#### The exercise:
List every line below that contains the string "Target", with case counting in the match.

[Records from a pointing dataset]
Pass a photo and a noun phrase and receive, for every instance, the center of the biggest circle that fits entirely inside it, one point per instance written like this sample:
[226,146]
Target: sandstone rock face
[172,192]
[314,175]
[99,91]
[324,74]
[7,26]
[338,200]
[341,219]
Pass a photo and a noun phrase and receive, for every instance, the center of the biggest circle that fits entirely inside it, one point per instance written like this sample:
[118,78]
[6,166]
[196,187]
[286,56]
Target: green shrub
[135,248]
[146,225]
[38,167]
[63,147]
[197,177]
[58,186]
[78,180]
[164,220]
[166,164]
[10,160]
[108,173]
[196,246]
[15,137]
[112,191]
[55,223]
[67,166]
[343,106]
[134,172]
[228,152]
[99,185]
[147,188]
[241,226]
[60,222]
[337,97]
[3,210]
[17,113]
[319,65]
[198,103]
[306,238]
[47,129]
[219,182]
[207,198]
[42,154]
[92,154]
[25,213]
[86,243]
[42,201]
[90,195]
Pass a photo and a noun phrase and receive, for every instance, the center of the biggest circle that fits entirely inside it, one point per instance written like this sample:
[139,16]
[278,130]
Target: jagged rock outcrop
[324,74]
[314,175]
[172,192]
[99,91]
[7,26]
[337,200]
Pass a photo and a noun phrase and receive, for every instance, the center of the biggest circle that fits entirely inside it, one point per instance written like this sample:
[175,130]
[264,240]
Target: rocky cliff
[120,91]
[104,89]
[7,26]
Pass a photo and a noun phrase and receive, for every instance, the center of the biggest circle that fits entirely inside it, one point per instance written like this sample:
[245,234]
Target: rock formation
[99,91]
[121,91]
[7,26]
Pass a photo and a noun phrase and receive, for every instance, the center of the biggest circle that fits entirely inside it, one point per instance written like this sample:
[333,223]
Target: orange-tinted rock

#### Task response:
Target: sandstone rock face
Target: green shrub
Target: jagged rock outcrop
Target: rocky cliff
Target: rock formation
Target: orange-tinted rock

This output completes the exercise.